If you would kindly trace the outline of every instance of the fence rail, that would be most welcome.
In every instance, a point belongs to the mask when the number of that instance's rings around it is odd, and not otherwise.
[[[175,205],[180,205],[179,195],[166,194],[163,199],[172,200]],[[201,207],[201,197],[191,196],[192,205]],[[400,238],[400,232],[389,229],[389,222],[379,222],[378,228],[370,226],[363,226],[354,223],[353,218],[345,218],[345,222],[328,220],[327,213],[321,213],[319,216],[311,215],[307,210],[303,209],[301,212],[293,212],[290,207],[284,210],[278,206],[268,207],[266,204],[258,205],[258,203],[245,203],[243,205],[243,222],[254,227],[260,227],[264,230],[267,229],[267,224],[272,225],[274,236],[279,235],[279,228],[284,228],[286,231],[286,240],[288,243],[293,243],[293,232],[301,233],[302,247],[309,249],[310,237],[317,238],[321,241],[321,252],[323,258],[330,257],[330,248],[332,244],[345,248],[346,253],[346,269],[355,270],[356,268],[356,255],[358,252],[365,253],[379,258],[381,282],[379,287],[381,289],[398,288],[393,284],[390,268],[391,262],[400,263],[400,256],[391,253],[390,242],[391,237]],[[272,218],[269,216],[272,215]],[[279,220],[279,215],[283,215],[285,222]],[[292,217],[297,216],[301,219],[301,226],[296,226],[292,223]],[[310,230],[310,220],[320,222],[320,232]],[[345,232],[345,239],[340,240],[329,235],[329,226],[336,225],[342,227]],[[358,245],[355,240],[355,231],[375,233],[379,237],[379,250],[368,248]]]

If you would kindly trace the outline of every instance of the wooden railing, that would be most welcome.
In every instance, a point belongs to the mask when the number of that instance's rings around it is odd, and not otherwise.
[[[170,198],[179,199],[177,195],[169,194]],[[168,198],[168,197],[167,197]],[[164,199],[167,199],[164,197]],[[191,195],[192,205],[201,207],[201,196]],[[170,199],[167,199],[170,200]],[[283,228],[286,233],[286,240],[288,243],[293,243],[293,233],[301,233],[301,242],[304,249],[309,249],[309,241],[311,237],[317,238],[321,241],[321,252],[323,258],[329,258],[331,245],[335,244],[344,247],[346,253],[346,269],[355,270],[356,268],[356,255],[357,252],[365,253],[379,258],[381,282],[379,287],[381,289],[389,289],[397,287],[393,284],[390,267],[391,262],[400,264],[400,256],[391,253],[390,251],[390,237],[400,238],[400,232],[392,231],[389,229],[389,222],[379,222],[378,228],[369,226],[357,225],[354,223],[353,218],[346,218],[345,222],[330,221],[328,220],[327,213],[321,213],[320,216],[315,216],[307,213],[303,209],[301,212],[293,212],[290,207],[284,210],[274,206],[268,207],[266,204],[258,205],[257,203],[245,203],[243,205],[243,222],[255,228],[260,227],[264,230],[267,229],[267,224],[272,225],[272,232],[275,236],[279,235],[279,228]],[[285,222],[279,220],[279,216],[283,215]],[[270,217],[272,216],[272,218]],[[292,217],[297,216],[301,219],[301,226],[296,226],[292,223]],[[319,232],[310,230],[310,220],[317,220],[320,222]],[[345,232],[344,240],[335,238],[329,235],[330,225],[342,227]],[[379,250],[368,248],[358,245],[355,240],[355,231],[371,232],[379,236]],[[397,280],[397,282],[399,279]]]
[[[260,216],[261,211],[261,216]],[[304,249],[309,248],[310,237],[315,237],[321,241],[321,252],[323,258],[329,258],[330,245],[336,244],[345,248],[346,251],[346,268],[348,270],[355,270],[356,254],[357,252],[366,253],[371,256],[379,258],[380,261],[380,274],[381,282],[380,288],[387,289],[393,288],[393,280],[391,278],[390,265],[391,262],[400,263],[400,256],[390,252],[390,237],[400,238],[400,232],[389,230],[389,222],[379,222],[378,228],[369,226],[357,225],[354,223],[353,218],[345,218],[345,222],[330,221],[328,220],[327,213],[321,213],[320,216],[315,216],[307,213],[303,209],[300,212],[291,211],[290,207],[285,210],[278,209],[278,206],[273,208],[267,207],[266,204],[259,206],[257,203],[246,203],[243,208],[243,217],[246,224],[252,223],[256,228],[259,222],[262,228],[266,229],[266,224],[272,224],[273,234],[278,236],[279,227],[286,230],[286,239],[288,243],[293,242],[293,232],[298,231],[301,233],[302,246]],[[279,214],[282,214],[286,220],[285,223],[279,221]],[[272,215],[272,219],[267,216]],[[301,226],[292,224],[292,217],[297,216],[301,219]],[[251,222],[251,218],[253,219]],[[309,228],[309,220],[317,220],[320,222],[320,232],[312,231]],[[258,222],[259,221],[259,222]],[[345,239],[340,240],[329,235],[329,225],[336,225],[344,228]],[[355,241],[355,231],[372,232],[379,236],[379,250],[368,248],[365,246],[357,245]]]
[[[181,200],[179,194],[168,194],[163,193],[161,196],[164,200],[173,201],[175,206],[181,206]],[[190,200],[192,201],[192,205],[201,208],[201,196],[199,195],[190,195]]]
◇ ◇ ◇ ◇ ◇ ◇ ◇
Task to complete:
Write every record out again, unaltered.

Response for this exercise:
If you would kindly trace the outline of every instance of the fence rail, that would be most welcome.
In every instance, a point belongs to the mask when the number of that instance's rings around it is odd, and not otherwise.
[[[175,205],[180,205],[179,195],[166,194],[163,199],[172,200]],[[201,207],[201,197],[191,196],[192,205]],[[400,238],[400,232],[389,229],[389,222],[379,222],[378,228],[370,226],[363,226],[354,223],[353,218],[345,218],[345,222],[328,220],[327,213],[321,213],[319,216],[311,215],[307,210],[303,209],[301,212],[293,212],[290,207],[284,210],[278,206],[268,207],[266,204],[258,205],[258,203],[245,203],[243,205],[243,222],[254,227],[260,227],[264,230],[267,229],[267,224],[272,225],[274,236],[279,235],[279,228],[284,228],[286,231],[286,240],[288,243],[293,243],[293,232],[301,233],[302,247],[309,249],[310,237],[317,238],[321,241],[321,252],[323,258],[330,257],[330,248],[332,244],[345,248],[346,253],[346,269],[355,270],[356,268],[356,255],[358,252],[365,253],[379,258],[381,282],[379,287],[381,289],[398,288],[393,284],[390,268],[391,262],[400,263],[400,256],[391,253],[390,242],[391,237]],[[272,218],[269,216],[272,215]],[[279,220],[279,215],[283,215],[285,222]],[[292,217],[297,216],[301,219],[301,226],[296,226],[292,223]],[[310,230],[310,220],[320,222],[320,232]],[[345,232],[345,239],[340,240],[329,235],[329,226],[336,225],[342,227]],[[358,245],[355,240],[355,231],[375,233],[379,237],[379,250],[368,248]]]

If you would kindly trace the outline of every instance of the wooden railing, that would be most welcome.
In every instance, a point belongs to the mask when the number of that instance's rings around it is odd, and not otherwise.
[[[170,198],[179,199],[177,195],[169,194]],[[168,198],[168,197],[167,197]],[[164,199],[167,199],[164,197]],[[191,195],[192,205],[201,207],[201,196]],[[170,199],[167,199],[170,200]],[[283,228],[286,233],[286,240],[288,243],[293,243],[293,233],[301,233],[301,242],[304,249],[309,249],[309,241],[311,237],[317,238],[321,241],[321,252],[323,258],[329,258],[331,245],[335,244],[344,247],[346,253],[346,269],[355,270],[356,268],[356,255],[357,252],[365,253],[379,258],[381,282],[379,287],[381,289],[389,289],[397,287],[393,284],[390,267],[391,262],[400,264],[400,256],[391,253],[390,251],[390,237],[400,238],[400,232],[392,231],[389,229],[389,222],[379,222],[378,228],[369,226],[357,225],[354,223],[353,218],[346,218],[345,222],[330,221],[328,220],[327,213],[321,213],[320,216],[315,216],[307,213],[303,209],[301,212],[293,212],[290,207],[284,210],[274,206],[268,207],[266,204],[258,205],[257,203],[245,203],[243,205],[243,222],[255,228],[260,227],[264,230],[267,229],[267,224],[272,225],[272,232],[275,236],[279,235],[279,228]],[[285,222],[279,220],[279,216],[283,215]],[[270,217],[272,216],[272,218]],[[292,217],[297,216],[301,219],[301,226],[296,226],[292,223]],[[319,232],[310,230],[310,220],[317,220],[320,222]],[[345,232],[344,240],[335,238],[329,235],[330,225],[342,227]],[[379,250],[368,248],[358,245],[355,240],[355,231],[371,232],[379,236]],[[397,280],[397,282],[399,279]]]
[[[260,216],[261,211],[261,216]],[[304,249],[309,248],[310,237],[315,237],[321,241],[321,252],[323,258],[329,258],[330,245],[336,244],[345,248],[346,251],[346,268],[348,270],[355,270],[356,254],[357,252],[366,253],[371,256],[379,258],[380,261],[380,274],[381,282],[380,288],[387,289],[393,288],[393,280],[391,278],[390,265],[391,262],[400,263],[400,256],[390,252],[390,237],[400,238],[400,232],[389,230],[389,222],[379,222],[378,228],[369,226],[357,225],[354,223],[353,218],[345,218],[345,222],[330,221],[328,220],[327,213],[321,213],[320,216],[315,216],[307,213],[303,209],[300,212],[291,211],[290,207],[285,210],[278,209],[278,206],[273,208],[267,207],[266,204],[259,206],[257,203],[246,203],[243,208],[243,217],[246,224],[252,223],[256,228],[259,222],[262,228],[266,229],[266,224],[272,224],[273,234],[278,236],[279,227],[286,230],[286,239],[288,243],[293,242],[293,232],[298,231],[301,233],[302,246]],[[279,214],[282,214],[286,220],[285,223],[279,221]],[[272,215],[272,219],[267,216]],[[301,226],[292,224],[292,217],[297,216],[301,219]],[[251,222],[251,218],[253,219]],[[309,228],[309,220],[317,220],[320,222],[320,232],[312,231]],[[258,222],[259,221],[259,222]],[[345,239],[340,240],[329,235],[329,225],[336,225],[344,228]],[[355,241],[355,231],[372,232],[379,236],[379,250],[368,248],[365,246],[357,245]]]
[[[181,200],[179,194],[168,194],[163,193],[161,196],[164,200],[173,201],[175,206],[181,206]],[[190,200],[192,201],[192,205],[201,208],[201,196],[199,195],[190,195]]]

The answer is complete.